2. Verify echo cells.
3.2.2.1 Open many connections
FlashFlow prototypes needed to "hack in" a flag in the
open-a-connection-with-this-relay function call chain that indicated
whether or not we wanted to force a new connection to be created. Most
of Tor doesn't care if it reuses an existing connection, but FF does
want to create many different connections. The cleanest way to
accomplish this will be investigated.
On the relay side, these measurer connections do not count towards DoS
detection algorithms.
3.2.2.2 Verify echo cells
A parameter will exist to tell the measurers with what frequency they
shall verify that cells echoed back to them match what was sent. This
parameter does not need to exist outside of the FF deployment (e.g. it
doesn't need to be a consensus parameter).
The parameter instructs the measurers to check 1 out of every N cells.
The measurer keeps a count of how many measurement cells it has sent. It
also logically splits its output stream of cells into buckets of size N.
At the start of each bucket (when num_sent % N == 0), the measurer
chooses a random index in the bucket. Upon sending the cell at that
index (num_sent % N == chosen_index), the measurer records the cell.
The measurer also counts cells that it receives. When it receives a cell
at an index that was recorded, it verifies that the received cell
matches the recorded sent cell. If they match, no special action is
taken. If they don't match, the measurer indicates failure to the
coordinator and target relay and closes all connections, ending the
measurement.
3.2.2.2.1 Example
Consider bucket_size is 1000. For the moment ignore cell encryption.
We start at idx=0 and pick an idx in [0, 1000) to record, say 640. At
idx=640 we record the cell. At idx=1000 we choose a new idx in [1000,
2000) to record, say 1236. At idx=1236 we record the cell. At idx=2000
we choose a new idx in [2000, 3000). Etc.
There's 2000+ cells in flight and the measurer has recorded two items:
- (640, contents_of_cellA)
- (1236, contents_of_cellB)
Consider the receive side now. It counts the cells it receives. At
receive idx=640, it checks the received cell matches the saved cell from
before. At receive idx=1236, it again checks the received cell matches.
Etc.
3.2.2.2.2 Motivation
A malicious relay may want to skip decryption of measurement cells to
save CPU cycles and obtain a higher capacity estimate. More generally,
it could generate fake measurement cells locally, ignore the measurement
traffic it is receiving, and flood the measurer with more traffic that
it (the measurer) is even sending.
The security of echo cell verification is discussed in section 3.3.1.
3.3 Security
In this section we discuss the security of various aspects of FlashFlow
and the tor changes it requires.

Stored entries:
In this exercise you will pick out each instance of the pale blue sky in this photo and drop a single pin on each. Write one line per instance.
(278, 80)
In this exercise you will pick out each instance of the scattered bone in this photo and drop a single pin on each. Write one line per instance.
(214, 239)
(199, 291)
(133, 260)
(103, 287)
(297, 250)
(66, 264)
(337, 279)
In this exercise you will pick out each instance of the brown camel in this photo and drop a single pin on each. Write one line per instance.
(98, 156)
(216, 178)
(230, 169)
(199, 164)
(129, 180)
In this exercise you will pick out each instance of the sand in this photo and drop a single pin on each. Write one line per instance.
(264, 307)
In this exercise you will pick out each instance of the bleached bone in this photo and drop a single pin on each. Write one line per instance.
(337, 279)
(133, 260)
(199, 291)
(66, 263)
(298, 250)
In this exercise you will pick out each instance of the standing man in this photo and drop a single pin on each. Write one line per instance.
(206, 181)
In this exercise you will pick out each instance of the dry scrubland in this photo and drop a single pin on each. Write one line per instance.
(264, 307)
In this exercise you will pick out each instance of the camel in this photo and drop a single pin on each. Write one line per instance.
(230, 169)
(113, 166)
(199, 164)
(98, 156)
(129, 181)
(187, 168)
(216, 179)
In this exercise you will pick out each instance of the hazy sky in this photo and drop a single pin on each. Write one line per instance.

QUESTIONS TO ANSWER:
1 > Answer the following questions from the FlashFlow passage.
(a) On the relay side, what do measurer connections not count towards?
(b) The parameter instructs measurers to check how many cells?
(c) According to the passage, why might a malicious relay skip decryption of measurement cells?
2 > Quote the FlashFlow passage, starting with "2. Verify echo" and going on through "detection algorithms.".

ACTIVITY ANSWERS:
1 >
(a) DoS detection algorithms.
(b) 1 out of every N cells.
(c) To save CPU cycles and obtain a higher capacity estimate.

2 >
2. Verify echo cells.
3.2.2.1 Open many connections
FlashFlow prototypes needed to "hack in" a flag in the
open-a-connection-with-this-relay function call chain that indicated
whether or not we wanted to force a new connection to be created. Most
of Tor doesn't care if it reuses an existing connection, but FF does
want to create many different connections. The cleanest way to
accomplish this will be investigated.
On the relay side, these measurer connections do not count towards DoS
detection algorithms.